**What is asked:**
State how many lines in the rows below contain the string "colored", matching case exactly. Give only the number.

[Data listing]

================

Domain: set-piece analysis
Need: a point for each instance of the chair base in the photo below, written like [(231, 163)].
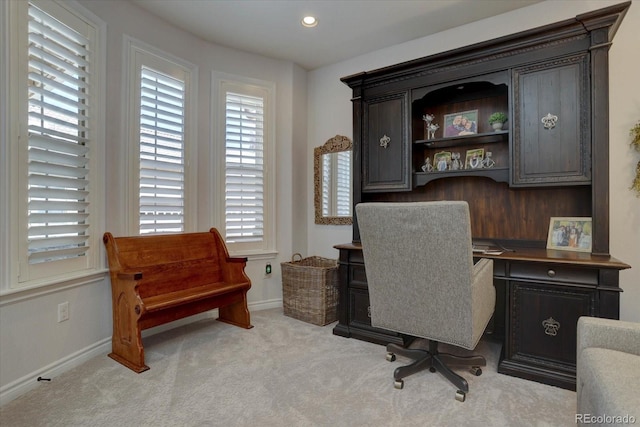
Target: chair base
[(434, 361)]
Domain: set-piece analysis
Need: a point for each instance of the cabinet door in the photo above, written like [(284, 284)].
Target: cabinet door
[(552, 140), (386, 153), (542, 323)]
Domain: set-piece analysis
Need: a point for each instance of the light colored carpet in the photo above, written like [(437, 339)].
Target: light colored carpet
[(283, 372)]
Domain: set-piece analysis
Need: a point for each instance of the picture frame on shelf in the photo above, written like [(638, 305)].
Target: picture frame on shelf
[(442, 161), (461, 123), (474, 158), (570, 234)]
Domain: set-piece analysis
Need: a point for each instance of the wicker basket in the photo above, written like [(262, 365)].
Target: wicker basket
[(310, 289)]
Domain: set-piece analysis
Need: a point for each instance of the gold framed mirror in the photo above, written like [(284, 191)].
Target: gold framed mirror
[(332, 165)]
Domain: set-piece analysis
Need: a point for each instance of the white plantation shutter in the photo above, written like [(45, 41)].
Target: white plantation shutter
[(343, 183), (59, 75), (162, 165), (244, 168), (336, 184), (326, 184)]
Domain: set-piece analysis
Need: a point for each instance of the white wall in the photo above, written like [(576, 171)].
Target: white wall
[(32, 343), (330, 113)]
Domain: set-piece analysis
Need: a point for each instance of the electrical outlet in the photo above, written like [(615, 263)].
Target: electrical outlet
[(63, 311)]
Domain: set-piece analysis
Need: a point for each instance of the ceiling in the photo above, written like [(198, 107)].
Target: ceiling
[(346, 28)]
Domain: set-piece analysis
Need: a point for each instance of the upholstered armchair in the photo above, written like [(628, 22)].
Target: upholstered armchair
[(423, 283), (607, 372)]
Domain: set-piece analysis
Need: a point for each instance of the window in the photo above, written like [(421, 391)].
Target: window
[(161, 153), (57, 96), (247, 134), (160, 136), (336, 184)]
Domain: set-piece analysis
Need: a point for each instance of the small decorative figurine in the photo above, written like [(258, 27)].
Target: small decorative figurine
[(488, 162), (427, 167), (431, 127), (455, 161), (432, 130)]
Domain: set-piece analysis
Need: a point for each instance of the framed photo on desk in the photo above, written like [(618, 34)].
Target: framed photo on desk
[(570, 234)]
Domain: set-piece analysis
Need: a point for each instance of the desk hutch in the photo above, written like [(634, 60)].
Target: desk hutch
[(552, 160)]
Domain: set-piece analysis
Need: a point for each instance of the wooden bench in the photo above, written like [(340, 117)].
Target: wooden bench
[(161, 278)]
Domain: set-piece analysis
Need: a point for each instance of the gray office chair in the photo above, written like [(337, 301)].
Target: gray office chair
[(423, 283)]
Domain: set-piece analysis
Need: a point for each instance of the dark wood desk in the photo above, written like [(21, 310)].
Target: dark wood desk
[(540, 294)]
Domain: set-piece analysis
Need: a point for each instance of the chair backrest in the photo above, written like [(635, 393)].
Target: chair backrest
[(419, 265)]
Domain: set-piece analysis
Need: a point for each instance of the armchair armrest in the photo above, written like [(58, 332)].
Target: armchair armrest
[(608, 333)]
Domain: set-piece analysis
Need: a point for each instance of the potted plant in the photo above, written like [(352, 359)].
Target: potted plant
[(496, 120), (635, 142)]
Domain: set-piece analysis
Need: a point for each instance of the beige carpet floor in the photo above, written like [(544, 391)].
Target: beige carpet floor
[(283, 372)]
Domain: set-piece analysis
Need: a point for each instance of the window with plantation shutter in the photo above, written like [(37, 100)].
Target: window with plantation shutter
[(336, 184), (343, 183), (52, 102), (244, 171), (161, 131), (59, 142), (162, 165)]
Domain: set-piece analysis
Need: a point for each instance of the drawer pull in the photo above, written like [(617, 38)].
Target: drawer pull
[(385, 141), (549, 121), (551, 326)]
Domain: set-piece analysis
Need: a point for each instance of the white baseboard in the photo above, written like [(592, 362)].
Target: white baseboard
[(29, 382)]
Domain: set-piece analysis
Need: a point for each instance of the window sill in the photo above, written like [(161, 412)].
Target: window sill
[(43, 287)]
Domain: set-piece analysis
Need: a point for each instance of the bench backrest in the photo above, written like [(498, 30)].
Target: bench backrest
[(168, 262)]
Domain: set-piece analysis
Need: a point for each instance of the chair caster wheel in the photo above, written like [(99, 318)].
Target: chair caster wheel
[(476, 371)]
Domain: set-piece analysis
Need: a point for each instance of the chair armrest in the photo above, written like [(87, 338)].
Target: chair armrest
[(608, 333)]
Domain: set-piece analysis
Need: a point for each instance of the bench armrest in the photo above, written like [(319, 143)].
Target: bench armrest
[(129, 275)]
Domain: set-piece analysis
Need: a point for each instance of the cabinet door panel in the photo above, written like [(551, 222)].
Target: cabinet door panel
[(386, 144), (543, 322), (560, 152)]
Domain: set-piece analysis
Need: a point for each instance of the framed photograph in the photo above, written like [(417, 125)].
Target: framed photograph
[(462, 123), (570, 234), (442, 161), (474, 158)]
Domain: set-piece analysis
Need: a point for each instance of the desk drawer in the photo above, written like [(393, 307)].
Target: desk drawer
[(554, 273)]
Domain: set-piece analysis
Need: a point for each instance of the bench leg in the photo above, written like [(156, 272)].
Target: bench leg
[(236, 314), (126, 342)]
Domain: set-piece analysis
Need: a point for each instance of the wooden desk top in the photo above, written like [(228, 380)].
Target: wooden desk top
[(538, 255)]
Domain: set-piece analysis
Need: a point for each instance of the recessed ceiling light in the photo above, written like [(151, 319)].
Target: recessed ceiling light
[(309, 21)]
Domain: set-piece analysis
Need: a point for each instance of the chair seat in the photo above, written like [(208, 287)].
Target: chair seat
[(610, 371)]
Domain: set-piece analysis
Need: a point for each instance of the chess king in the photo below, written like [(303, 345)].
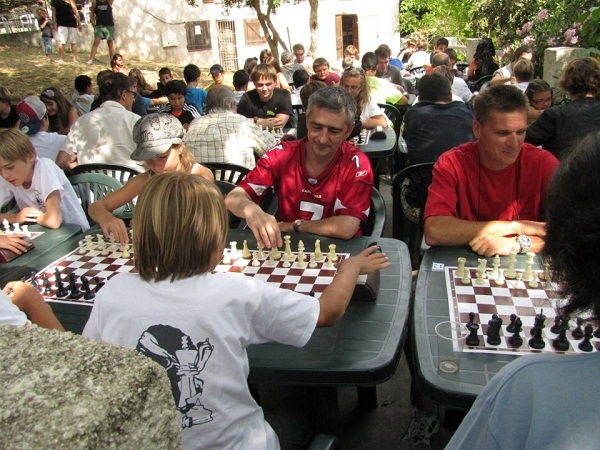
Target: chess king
[(323, 184), (489, 194)]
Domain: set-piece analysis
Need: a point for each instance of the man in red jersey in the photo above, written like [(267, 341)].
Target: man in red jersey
[(323, 183)]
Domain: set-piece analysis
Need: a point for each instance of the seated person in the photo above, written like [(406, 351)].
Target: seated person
[(505, 74), (559, 128), (22, 305), (197, 324), (382, 91), (268, 106), (164, 76), (42, 191), (519, 405), (195, 95), (323, 184), (540, 96), (305, 93), (34, 123), (84, 98), (367, 110), (185, 112), (523, 72), (8, 113), (436, 123), (490, 194), (224, 136), (159, 140), (322, 73)]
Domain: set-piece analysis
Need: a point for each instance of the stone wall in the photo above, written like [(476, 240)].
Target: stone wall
[(60, 390)]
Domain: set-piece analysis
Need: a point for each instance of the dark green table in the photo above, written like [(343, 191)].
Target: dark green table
[(29, 262), (455, 391)]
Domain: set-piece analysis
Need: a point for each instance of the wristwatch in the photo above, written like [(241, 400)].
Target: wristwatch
[(525, 243)]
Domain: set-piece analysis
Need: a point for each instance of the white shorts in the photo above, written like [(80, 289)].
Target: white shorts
[(67, 35)]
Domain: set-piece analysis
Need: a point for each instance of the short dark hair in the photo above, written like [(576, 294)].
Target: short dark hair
[(434, 87), (581, 77), (114, 84), (369, 61), (383, 51), (572, 230), (240, 78), (537, 85), (300, 77), (175, 87), (191, 72), (82, 82), (308, 90), (504, 98), (164, 71), (334, 99), (440, 59), (442, 41)]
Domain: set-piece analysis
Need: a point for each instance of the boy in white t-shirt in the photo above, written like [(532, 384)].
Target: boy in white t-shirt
[(42, 191), (198, 324), (21, 304)]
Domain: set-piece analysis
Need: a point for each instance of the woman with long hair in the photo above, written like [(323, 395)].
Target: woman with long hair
[(61, 114), (367, 110)]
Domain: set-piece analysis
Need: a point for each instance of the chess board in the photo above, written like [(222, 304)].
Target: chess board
[(504, 300), (97, 268), (305, 280)]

================

**Final result:**
2